_REQUIRED WORK:_
For the listing below, give the number of lines in which "boardwalk" occurs. Add nothing.

_INPUT DATA:_
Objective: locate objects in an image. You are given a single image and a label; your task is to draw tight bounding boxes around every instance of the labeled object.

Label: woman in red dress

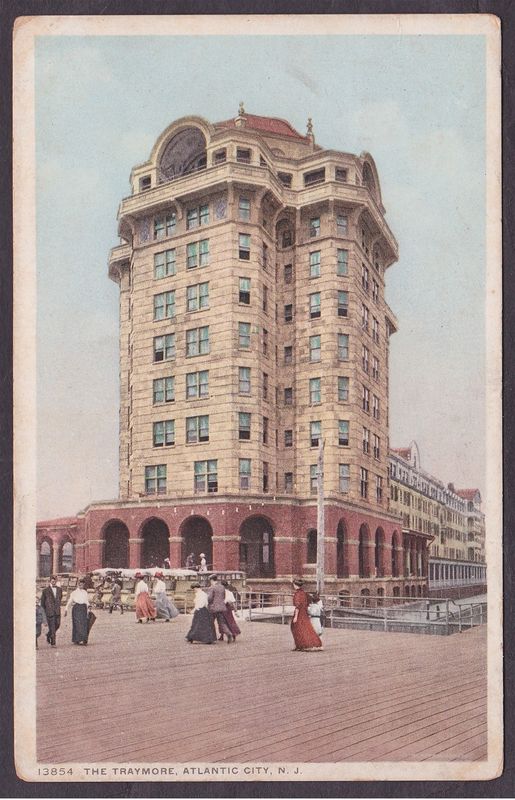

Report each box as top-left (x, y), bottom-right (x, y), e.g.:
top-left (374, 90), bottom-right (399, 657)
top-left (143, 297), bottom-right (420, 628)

top-left (290, 579), bottom-right (323, 651)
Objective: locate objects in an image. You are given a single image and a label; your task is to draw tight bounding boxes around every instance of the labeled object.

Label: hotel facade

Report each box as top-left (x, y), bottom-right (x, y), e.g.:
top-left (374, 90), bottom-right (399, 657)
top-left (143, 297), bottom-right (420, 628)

top-left (38, 109), bottom-right (443, 596)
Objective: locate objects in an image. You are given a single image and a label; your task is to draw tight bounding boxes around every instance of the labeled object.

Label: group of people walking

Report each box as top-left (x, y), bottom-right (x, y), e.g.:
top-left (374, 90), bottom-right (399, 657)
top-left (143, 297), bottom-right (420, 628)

top-left (134, 572), bottom-right (180, 622)
top-left (37, 575), bottom-right (95, 648)
top-left (186, 576), bottom-right (241, 644)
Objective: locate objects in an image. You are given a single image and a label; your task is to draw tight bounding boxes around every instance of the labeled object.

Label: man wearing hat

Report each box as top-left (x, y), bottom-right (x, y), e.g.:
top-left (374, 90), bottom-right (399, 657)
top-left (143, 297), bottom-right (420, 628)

top-left (40, 575), bottom-right (63, 646)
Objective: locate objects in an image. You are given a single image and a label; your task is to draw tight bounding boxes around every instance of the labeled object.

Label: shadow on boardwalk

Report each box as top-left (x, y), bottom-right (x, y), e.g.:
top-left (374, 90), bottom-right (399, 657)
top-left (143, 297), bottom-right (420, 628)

top-left (37, 611), bottom-right (487, 764)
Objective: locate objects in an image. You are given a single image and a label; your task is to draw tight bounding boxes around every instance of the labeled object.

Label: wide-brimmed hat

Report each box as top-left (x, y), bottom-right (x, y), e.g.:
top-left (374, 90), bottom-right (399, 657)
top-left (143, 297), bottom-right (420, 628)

top-left (199, 553), bottom-right (205, 558)
top-left (155, 571), bottom-right (164, 578)
top-left (134, 572), bottom-right (143, 579)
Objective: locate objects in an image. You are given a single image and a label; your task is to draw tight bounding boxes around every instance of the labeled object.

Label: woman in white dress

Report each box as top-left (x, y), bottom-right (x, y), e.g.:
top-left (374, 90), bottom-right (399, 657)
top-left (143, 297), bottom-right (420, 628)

top-left (153, 572), bottom-right (179, 621)
top-left (64, 578), bottom-right (90, 645)
top-left (307, 592), bottom-right (324, 636)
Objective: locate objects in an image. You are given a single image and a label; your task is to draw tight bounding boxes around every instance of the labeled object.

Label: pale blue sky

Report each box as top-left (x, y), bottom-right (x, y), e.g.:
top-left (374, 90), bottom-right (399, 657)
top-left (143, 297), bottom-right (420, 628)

top-left (35, 34), bottom-right (486, 518)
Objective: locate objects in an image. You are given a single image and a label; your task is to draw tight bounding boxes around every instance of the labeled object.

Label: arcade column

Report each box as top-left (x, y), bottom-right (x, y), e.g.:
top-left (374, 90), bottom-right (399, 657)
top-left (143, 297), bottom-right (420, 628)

top-left (52, 542), bottom-right (59, 575)
top-left (212, 535), bottom-right (239, 571)
top-left (169, 536), bottom-right (182, 568)
top-left (129, 538), bottom-right (143, 568)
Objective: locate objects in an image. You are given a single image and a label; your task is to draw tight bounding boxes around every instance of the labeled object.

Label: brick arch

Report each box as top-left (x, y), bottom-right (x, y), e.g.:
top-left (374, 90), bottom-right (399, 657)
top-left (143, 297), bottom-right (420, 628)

top-left (179, 516), bottom-right (213, 569)
top-left (239, 514), bottom-right (275, 579)
top-left (374, 527), bottom-right (385, 577)
top-left (391, 530), bottom-right (401, 577)
top-left (139, 517), bottom-right (170, 569)
top-left (38, 536), bottom-right (54, 578)
top-left (102, 519), bottom-right (130, 569)
top-left (336, 519), bottom-right (348, 579)
top-left (358, 523), bottom-right (371, 578)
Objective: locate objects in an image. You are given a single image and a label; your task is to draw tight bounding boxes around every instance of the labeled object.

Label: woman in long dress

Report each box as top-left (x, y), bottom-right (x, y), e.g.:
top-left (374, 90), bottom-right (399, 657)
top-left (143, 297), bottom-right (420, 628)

top-left (221, 580), bottom-right (241, 641)
top-left (290, 579), bottom-right (323, 651)
top-left (153, 572), bottom-right (179, 621)
top-left (64, 578), bottom-right (90, 645)
top-left (186, 584), bottom-right (217, 644)
top-left (134, 574), bottom-right (157, 623)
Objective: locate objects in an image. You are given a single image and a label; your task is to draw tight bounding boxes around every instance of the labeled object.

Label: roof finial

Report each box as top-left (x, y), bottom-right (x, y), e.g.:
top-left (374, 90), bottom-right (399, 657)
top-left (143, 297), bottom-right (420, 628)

top-left (307, 117), bottom-right (313, 135)
top-left (239, 101), bottom-right (246, 117)
top-left (306, 117), bottom-right (315, 147)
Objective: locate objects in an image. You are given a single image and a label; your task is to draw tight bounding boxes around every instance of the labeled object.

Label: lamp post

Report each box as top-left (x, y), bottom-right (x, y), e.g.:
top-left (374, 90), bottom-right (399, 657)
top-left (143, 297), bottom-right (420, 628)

top-left (316, 438), bottom-right (325, 595)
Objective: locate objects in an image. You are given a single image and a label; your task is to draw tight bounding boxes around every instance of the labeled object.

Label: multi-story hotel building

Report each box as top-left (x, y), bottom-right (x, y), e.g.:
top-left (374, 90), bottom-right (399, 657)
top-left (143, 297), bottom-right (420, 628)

top-left (37, 108), bottom-right (431, 595)
top-left (389, 442), bottom-right (486, 596)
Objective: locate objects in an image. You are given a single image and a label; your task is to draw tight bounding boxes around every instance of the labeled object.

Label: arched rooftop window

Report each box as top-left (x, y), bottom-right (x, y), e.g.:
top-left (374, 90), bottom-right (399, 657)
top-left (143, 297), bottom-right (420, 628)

top-left (158, 128), bottom-right (207, 183)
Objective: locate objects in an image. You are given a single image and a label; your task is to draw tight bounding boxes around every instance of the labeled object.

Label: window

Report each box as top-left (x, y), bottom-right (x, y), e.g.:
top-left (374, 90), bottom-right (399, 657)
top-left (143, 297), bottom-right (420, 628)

top-left (304, 168), bottom-right (325, 187)
top-left (239, 367), bottom-right (251, 394)
top-left (374, 250), bottom-right (381, 273)
top-left (360, 467), bottom-right (369, 499)
top-left (145, 465), bottom-right (167, 494)
top-left (213, 148), bottom-right (226, 164)
top-left (309, 292), bottom-right (321, 319)
top-left (372, 356), bottom-right (379, 381)
top-left (338, 333), bottom-right (349, 361)
top-left (362, 345), bottom-right (369, 373)
top-left (339, 464), bottom-right (350, 493)
top-left (153, 420), bottom-right (175, 447)
top-left (336, 291), bottom-right (349, 319)
top-left (187, 239), bottom-right (209, 269)
top-left (339, 420), bottom-right (349, 446)
top-left (373, 434), bottom-right (380, 460)
top-left (376, 475), bottom-right (383, 503)
top-left (361, 303), bottom-right (369, 331)
top-left (187, 204), bottom-right (209, 230)
top-left (336, 214), bottom-right (348, 235)
top-left (194, 460), bottom-right (218, 493)
top-left (362, 264), bottom-right (369, 293)
top-left (372, 394), bottom-right (380, 420)
top-left (284, 387), bottom-right (293, 405)
top-left (335, 167), bottom-right (348, 182)
top-left (309, 335), bottom-right (321, 362)
top-left (239, 197), bottom-right (250, 221)
top-left (239, 459), bottom-right (251, 490)
top-left (262, 461), bottom-right (269, 492)
top-left (284, 304), bottom-right (293, 323)
top-left (236, 148), bottom-right (251, 164)
top-left (154, 213), bottom-right (176, 239)
top-left (309, 377), bottom-right (321, 404)
top-left (239, 277), bottom-right (251, 304)
top-left (186, 326), bottom-right (209, 357)
top-left (262, 328), bottom-right (268, 356)
top-left (186, 370), bottom-right (208, 399)
top-left (262, 372), bottom-right (268, 400)
top-left (284, 264), bottom-right (293, 284)
top-left (262, 417), bottom-right (269, 445)
top-left (310, 421), bottom-right (321, 447)
top-left (154, 249), bottom-right (176, 279)
top-left (362, 427), bottom-right (370, 454)
top-left (362, 385), bottom-right (370, 412)
top-left (284, 472), bottom-right (293, 492)
top-left (262, 243), bottom-right (269, 271)
top-left (278, 172), bottom-right (292, 187)
top-left (153, 376), bottom-right (175, 404)
top-left (239, 233), bottom-right (251, 260)
top-left (309, 217), bottom-right (321, 238)
top-left (337, 249), bottom-right (348, 276)
top-left (186, 282), bottom-right (209, 313)
top-left (154, 334), bottom-right (175, 362)
top-left (284, 345), bottom-right (293, 364)
top-left (153, 291), bottom-right (175, 321)
top-left (310, 464), bottom-right (318, 493)
top-left (284, 429), bottom-right (293, 447)
top-left (372, 280), bottom-right (379, 303)
top-left (139, 175), bottom-right (151, 192)
top-left (372, 317), bottom-right (380, 343)
top-left (239, 322), bottom-right (251, 349)
top-left (238, 412), bottom-right (251, 440)
top-left (262, 285), bottom-right (268, 312)
top-left (309, 251), bottom-right (321, 278)
top-left (186, 415), bottom-right (209, 443)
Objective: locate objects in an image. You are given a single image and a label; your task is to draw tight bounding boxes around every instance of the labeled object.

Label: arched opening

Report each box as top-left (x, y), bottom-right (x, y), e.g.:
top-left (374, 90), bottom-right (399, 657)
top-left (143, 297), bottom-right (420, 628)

top-left (336, 521), bottom-right (347, 578)
top-left (239, 516), bottom-right (275, 578)
top-left (39, 540), bottom-right (52, 578)
top-left (103, 520), bottom-right (130, 569)
top-left (411, 585), bottom-right (417, 597)
top-left (360, 588), bottom-right (371, 608)
top-left (60, 540), bottom-right (74, 572)
top-left (377, 587), bottom-right (384, 607)
top-left (141, 518), bottom-right (170, 569)
top-left (306, 529), bottom-right (317, 564)
top-left (276, 216), bottom-right (295, 249)
top-left (391, 531), bottom-right (400, 577)
top-left (362, 161), bottom-right (379, 202)
top-left (359, 524), bottom-right (370, 578)
top-left (403, 534), bottom-right (410, 577)
top-left (393, 586), bottom-right (400, 604)
top-left (374, 528), bottom-right (385, 577)
top-left (404, 585), bottom-right (410, 598)
top-left (417, 585), bottom-right (422, 597)
top-left (159, 127), bottom-right (207, 182)
top-left (338, 590), bottom-right (350, 608)
top-left (180, 516), bottom-right (213, 569)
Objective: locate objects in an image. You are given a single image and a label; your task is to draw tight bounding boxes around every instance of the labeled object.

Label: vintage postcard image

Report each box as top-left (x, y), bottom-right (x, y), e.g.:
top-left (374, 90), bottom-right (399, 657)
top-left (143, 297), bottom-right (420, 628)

top-left (13, 13), bottom-right (502, 782)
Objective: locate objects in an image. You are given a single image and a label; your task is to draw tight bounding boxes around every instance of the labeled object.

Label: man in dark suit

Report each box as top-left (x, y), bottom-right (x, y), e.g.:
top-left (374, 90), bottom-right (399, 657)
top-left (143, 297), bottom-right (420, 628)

top-left (40, 575), bottom-right (63, 646)
top-left (207, 575), bottom-right (232, 642)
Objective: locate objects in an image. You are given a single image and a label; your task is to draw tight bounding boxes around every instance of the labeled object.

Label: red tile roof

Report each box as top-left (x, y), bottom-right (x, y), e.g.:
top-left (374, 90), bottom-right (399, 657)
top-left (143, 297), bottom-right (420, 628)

top-left (391, 447), bottom-right (411, 459)
top-left (37, 516), bottom-right (78, 528)
top-left (215, 114), bottom-right (307, 140)
top-left (455, 489), bottom-right (480, 500)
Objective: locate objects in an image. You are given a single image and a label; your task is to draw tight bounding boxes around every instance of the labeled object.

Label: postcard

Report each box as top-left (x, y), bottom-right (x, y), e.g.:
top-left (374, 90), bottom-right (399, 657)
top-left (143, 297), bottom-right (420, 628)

top-left (13, 13), bottom-right (502, 783)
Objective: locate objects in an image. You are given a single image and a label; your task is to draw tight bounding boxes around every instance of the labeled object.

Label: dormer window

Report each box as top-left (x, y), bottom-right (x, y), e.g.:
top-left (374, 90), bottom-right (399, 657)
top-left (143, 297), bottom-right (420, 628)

top-left (278, 172), bottom-right (292, 187)
top-left (335, 167), bottom-right (348, 182)
top-left (213, 149), bottom-right (226, 165)
top-left (237, 148), bottom-right (251, 164)
top-left (139, 175), bottom-right (151, 192)
top-left (304, 168), bottom-right (325, 187)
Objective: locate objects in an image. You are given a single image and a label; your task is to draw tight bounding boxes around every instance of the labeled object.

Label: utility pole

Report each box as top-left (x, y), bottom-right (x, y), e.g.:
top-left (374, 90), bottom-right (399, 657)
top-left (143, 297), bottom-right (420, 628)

top-left (316, 438), bottom-right (325, 595)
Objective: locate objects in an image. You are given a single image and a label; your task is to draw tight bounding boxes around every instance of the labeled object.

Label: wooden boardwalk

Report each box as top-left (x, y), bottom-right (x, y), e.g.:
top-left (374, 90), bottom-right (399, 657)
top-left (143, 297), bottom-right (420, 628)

top-left (37, 611), bottom-right (487, 764)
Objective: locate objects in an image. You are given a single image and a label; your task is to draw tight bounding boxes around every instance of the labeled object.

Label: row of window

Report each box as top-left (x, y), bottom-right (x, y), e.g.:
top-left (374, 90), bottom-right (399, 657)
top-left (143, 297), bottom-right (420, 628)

top-left (144, 461), bottom-right (384, 500)
top-left (151, 372), bottom-right (381, 416)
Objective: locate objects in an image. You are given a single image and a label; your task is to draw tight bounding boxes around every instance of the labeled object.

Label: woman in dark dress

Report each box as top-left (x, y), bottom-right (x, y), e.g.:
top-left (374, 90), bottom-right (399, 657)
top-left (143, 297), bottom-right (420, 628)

_REPLY TO THE TASK:_
2